Document segment
= = = = = = =

Limiting infection transmission is central to the safety of all in dentistry, particularly during the current SARS-CoV-2 pandemic, yet many dental procedures unavoidably generate aerosols. In the study “Dental Mitigation Strategies to Reduce Aerosolization of SARS-CoV-2,” published in the Journal of Dental Research (JDR), researchers at the University of Leeds, England, UK used a ‘phantom head’ model to mimic dental procedures in a multifaceted approach to measure aerosol dispersal in a dental surgery setting and determine the potential of different mitigation strategies to reduce the infection risk to the dental team from bioaerosol exposure during routine dental procedures.
In a dental surgery setting, crown preparation and root canal access procedures were performed with an air turbine or high-speed contra-angle hand-piece (HSCAH) operated with water cooling, with mitigation via rubber dam or high-volume aspiration and a no mitigation control. A phantom head was used with a flow of artificial saliva infected with Φ6-bacteriophage, a surrogate virus for SARS-CoV-2. Bioaerosol dispersal was measured using agar settle plates lawned with the Φ6-bacteriophage host, Pseudomonas syringae. Viral air concentrations were assessed by active air sampling, and particle size and quantities were monitored using optical particle counters.

= = = = = = =

Problem 1
Shorten the paragraph of the dental aerosol study text that begins "In a dental surgery setting" into a bulleted list that keeps its main facts.
Problem 2
Write the next paragraph of the dental aerosol study text, starting right after its final sentence.

= = = = = = =

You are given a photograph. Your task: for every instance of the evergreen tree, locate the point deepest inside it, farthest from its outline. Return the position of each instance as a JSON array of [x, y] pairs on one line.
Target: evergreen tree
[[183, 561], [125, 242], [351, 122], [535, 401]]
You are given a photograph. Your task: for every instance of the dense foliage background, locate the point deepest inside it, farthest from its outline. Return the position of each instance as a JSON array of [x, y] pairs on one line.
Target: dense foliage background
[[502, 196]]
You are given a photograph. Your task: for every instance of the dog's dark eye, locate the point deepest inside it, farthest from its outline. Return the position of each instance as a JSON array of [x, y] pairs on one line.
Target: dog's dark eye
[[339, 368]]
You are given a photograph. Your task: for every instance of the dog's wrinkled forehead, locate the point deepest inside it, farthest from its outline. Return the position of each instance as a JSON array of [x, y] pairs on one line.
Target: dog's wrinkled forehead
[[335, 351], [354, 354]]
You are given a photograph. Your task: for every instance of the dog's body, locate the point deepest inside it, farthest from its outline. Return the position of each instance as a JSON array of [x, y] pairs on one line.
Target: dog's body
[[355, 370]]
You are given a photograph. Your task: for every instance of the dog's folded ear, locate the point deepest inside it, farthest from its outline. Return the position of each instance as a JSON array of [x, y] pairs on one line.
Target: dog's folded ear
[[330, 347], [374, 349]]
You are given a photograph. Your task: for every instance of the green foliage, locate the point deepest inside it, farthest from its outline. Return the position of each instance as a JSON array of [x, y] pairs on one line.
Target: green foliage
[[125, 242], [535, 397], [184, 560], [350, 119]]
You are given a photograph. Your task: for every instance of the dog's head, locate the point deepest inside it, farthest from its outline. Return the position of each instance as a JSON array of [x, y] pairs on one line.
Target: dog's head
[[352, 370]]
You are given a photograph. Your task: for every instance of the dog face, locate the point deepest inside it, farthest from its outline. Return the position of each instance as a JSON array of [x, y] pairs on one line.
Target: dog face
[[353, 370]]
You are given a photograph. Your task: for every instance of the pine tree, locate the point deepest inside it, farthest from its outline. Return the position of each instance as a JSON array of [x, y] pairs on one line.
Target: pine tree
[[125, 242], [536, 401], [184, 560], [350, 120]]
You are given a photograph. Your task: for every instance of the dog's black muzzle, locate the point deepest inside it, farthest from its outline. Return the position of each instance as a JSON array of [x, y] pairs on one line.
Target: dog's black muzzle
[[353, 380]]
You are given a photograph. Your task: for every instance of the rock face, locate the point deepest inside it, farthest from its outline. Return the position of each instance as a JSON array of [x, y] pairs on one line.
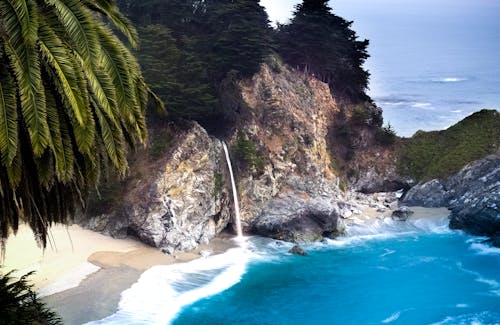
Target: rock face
[[402, 213], [431, 194], [472, 195], [299, 221], [294, 195], [178, 205], [297, 250], [288, 187]]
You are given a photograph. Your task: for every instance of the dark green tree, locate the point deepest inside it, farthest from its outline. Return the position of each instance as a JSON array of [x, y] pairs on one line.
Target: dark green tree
[[20, 304], [235, 36], [176, 73], [322, 43]]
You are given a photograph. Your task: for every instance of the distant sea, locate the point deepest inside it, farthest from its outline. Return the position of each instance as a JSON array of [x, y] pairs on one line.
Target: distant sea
[[433, 62]]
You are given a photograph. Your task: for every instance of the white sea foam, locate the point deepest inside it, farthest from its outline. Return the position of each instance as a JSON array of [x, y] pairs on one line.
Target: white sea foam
[[421, 105], [162, 291], [484, 249], [471, 319], [449, 79], [392, 318], [71, 280]]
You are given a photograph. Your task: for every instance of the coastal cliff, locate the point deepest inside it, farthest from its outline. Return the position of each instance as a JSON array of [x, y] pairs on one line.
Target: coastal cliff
[[299, 158], [287, 183]]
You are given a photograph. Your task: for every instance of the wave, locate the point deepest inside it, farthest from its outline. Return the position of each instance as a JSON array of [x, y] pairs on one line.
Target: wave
[[162, 291], [484, 249], [475, 318], [421, 105], [361, 231], [449, 79], [392, 318], [494, 286]]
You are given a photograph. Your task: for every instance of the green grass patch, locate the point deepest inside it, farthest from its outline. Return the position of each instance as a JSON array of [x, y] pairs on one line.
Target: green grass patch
[[439, 154], [246, 153]]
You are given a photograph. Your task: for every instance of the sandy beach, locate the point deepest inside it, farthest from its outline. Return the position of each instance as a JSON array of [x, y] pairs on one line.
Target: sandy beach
[[81, 264]]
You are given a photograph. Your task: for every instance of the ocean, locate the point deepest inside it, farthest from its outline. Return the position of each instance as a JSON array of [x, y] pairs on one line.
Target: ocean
[[433, 62], [381, 272]]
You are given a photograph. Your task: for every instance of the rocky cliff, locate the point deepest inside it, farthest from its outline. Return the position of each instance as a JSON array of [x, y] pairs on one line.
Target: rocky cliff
[[472, 195], [174, 202], [284, 173], [296, 152]]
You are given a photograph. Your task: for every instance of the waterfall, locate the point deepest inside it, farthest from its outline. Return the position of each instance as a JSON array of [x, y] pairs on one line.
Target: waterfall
[[237, 218]]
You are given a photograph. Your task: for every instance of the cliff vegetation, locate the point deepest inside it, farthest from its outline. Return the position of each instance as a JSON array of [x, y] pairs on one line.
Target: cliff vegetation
[[439, 154]]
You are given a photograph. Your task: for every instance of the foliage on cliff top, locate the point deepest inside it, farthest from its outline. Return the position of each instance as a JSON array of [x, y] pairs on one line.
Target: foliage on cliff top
[[324, 44], [20, 305], [439, 154]]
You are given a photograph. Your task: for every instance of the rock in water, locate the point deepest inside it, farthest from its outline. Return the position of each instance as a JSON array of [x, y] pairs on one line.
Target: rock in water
[[431, 194], [402, 213], [472, 195], [475, 197], [297, 250], [294, 220]]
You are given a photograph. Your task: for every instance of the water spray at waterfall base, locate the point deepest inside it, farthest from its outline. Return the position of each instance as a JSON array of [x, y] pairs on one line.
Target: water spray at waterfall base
[[239, 231]]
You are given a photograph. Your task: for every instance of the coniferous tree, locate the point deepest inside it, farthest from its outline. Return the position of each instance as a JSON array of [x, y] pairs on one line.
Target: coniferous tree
[[236, 36], [323, 44], [176, 73]]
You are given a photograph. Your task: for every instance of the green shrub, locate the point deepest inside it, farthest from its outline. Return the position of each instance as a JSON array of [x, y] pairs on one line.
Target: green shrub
[[439, 154], [19, 303], [386, 136], [245, 151], [218, 183]]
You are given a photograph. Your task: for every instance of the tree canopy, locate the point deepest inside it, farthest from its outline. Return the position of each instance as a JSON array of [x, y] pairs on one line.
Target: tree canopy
[[190, 46], [71, 98], [323, 44]]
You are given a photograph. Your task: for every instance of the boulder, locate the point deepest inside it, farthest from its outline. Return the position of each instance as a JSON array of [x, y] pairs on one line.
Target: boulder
[[430, 194], [295, 220], [297, 250], [402, 213], [177, 205], [472, 195], [475, 197]]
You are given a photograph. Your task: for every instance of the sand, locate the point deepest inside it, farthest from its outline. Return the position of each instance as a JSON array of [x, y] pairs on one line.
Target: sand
[[76, 252], [82, 274]]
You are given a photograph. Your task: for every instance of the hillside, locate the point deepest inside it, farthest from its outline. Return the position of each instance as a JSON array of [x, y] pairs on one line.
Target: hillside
[[438, 154]]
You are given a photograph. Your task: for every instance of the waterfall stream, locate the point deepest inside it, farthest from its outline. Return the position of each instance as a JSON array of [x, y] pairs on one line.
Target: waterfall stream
[[237, 218]]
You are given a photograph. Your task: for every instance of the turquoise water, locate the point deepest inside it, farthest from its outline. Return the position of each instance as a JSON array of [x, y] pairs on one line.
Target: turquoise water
[[382, 272]]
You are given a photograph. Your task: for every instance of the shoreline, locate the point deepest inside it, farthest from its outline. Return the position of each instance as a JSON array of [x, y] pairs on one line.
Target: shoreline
[[82, 274], [105, 267]]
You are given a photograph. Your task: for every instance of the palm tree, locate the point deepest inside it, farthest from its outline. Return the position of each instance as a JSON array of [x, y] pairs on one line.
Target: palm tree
[[72, 99]]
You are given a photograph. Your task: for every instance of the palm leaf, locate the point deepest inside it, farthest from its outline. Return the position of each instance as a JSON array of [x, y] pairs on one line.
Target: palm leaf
[[8, 118]]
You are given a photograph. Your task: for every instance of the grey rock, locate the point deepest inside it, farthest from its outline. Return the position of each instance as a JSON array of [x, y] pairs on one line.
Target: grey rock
[[475, 197], [292, 219], [430, 194], [297, 250], [175, 208], [402, 213], [472, 195]]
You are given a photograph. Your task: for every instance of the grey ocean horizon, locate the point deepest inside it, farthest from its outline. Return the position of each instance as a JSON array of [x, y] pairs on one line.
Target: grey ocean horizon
[[433, 62]]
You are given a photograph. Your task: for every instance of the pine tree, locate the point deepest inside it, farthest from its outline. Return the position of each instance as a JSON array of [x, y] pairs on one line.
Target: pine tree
[[236, 36], [322, 43]]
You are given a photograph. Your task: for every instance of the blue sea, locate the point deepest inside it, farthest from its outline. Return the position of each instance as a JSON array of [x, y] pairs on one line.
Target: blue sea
[[432, 62], [381, 272]]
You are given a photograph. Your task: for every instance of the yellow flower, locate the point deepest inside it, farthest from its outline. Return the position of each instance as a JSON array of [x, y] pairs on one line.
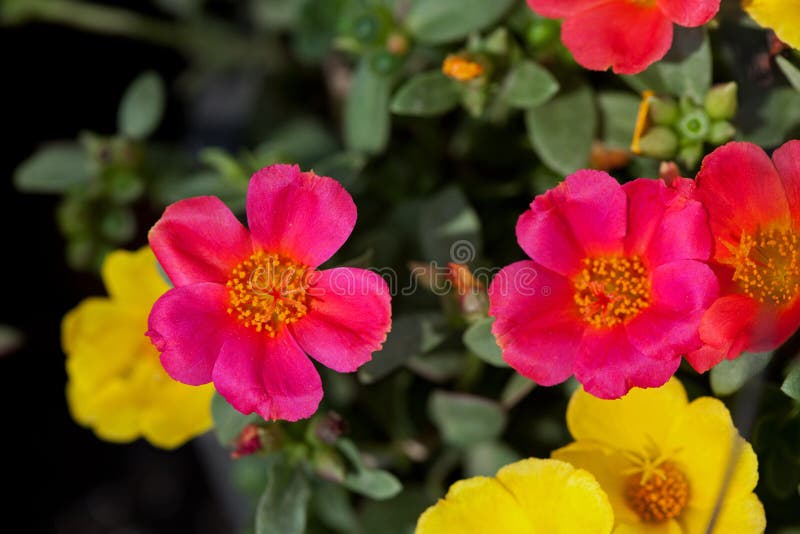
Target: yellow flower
[[783, 16], [528, 496], [663, 461], [116, 384]]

= = = = = = =

Exercise output 1
- Procedures: crown preparation and root canal access, done in a dental surgery setting with an air turbine or high-speed contra-angle hand-piece (HSCAH) using water cooling.
- Conditions compared: rubber dam, high-volume aspiration, and a no-mitigation control.
- Model: a phantom head with a flow of artificial saliva infected with Φ6-bacteriophage, a surrogate virus for SARS-CoV-2.
- Bioaerosol spread: measured with agar settle plates lawned with Pseudomonas syringae, the host of Φ6-bacteriophage.
- Viral air levels: checked by active air sampling.
- Particle size and number: tracked with optical particle counters.

Exercise output 2
Bioaerosol levels were clearly diminished when using the HSCAH compared with the air turbine. Use of rubber dam or high volume evacuation were also effective in reducing bioaerosols and splatter.
While this model represents a worst-case scenario for possible SARS-CoV-2 dispersal, these data showed that the use of HSCAHs or other mitigation strategies can vastly reduce the risk of viral aerosolization, and suggests a prolonged clinic fallow time is not necessary.